課題:
[a] 東晋の君主についての文章から、「明帝(司馬紹)は二十四歳、成」を含む語句で始まり「ろではないということである。」で終わる部分を、一字も変えずに書き写してください。
[b] 東晋の君主についての文章をもとに、次の問いに答えてください。
(i) 元帝は何歳で即位しましたか。
(ii) 穆帝は何歳で即位しましたか。
(iii) 国運が隆盛に向かっているとき、君主の在位期間はどうだと述べられていますか。
##### 本文
108.東晋は幼主が多い

  晋が南渡してのち、ただ元帝(司馬睿)が年四十二で即位し、簡文帝(司馬昱)が年五十一で即位したが、そのほかは即位したときに幼弱だったものが多い。
  明帝(司馬紹)は二十四歳、成帝(司馬衍)は五歳、康帝(司馬岳)は二十一歳、穆帝(司馬耼)は二歳、哀帝(司馬丕)は二十三歳(正しくは二十一歳)、廃帝(司馬奕)は二十一歳(正しくは二十四歳)、孝武帝(司馬曜)は十二歳、安帝(司馬徳宗)は二十二歳(正しくは十五歳)で即位した。恭帝(司馬徳文)が年三十二で即位するにいたって、国はついに劉宋に帰してしまった。
  国運が隆盛に向かっているときには、君主の在位期間が長く、子を生むのも早く、つぎに帝位を継ぐものが多く壮年ということになり、いわゆる国に成長した君主があるということで、社稷が幸福なのである。王朝の衰えるときには、君主の在位期間が短く、跡継ぎの子も多くは幼いということで、もとより人力でどうにかできるところではないということである。
##########
##### 提示資料
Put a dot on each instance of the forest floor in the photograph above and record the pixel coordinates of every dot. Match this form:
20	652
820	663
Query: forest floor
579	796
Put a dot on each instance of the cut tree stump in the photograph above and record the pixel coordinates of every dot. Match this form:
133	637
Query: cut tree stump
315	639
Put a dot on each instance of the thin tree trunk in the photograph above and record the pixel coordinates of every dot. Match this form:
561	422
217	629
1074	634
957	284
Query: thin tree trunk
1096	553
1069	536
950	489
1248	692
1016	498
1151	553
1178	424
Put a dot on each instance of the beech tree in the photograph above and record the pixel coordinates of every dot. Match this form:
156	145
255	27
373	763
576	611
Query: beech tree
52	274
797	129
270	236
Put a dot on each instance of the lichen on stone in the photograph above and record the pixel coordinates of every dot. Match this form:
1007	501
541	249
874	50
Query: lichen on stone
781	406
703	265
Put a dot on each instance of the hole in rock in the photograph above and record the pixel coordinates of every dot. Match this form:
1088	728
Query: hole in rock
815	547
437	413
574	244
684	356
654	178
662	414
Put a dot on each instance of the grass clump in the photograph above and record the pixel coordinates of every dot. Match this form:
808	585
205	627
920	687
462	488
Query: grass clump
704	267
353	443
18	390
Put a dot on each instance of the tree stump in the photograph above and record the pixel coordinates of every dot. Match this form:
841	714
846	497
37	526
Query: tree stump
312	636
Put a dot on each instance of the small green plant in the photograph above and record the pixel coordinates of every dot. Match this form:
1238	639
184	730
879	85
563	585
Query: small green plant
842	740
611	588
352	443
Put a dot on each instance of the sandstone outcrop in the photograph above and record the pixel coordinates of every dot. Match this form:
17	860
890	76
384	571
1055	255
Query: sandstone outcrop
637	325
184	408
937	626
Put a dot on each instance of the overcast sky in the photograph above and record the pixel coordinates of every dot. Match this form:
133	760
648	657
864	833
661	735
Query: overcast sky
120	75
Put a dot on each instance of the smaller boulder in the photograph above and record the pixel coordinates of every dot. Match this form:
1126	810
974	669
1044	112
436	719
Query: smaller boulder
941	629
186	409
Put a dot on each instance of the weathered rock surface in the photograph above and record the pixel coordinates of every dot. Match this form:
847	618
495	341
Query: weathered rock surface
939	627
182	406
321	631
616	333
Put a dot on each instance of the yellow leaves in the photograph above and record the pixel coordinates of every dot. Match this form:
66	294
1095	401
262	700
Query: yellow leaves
##########
課題の解答:
[a]
明帝(司馬紹)は二十四歳、成帝(司馬衍)は五歳、康帝(司馬岳)は二十一歳、穆帝(司馬耼)は二歳、哀帝(司馬丕)は二十三歳(正しくは二十一歳)、廃帝(司馬奕)は二十一歳(正しくは二十四歳)、孝武帝(司馬曜)は十二歳、安帝(司馬徳宗)は二十二歳(正しくは十五歳)で即位した。恭帝(司馬徳文)が年三十二で即位するにいたって、国はついに劉宋に帰してしまった。
  国運が隆盛に向かっているときには、君主の在位期間が長く、子を生むのも早く、つぎに帝位を継ぐものが多く壮年ということになり、いわゆる国に成長した君主があるということで、社稷が幸福なのである。王朝の衰えるときには、君主の在位期間が短く、跡継ぎの子も多くは幼いということで、もとより人力でどうにかできるところではないということである。

[b]
(i) 四十二歳で即位しました。
(ii) 二歳で即位しました。
(iii) 在位期間が長いと述べられています。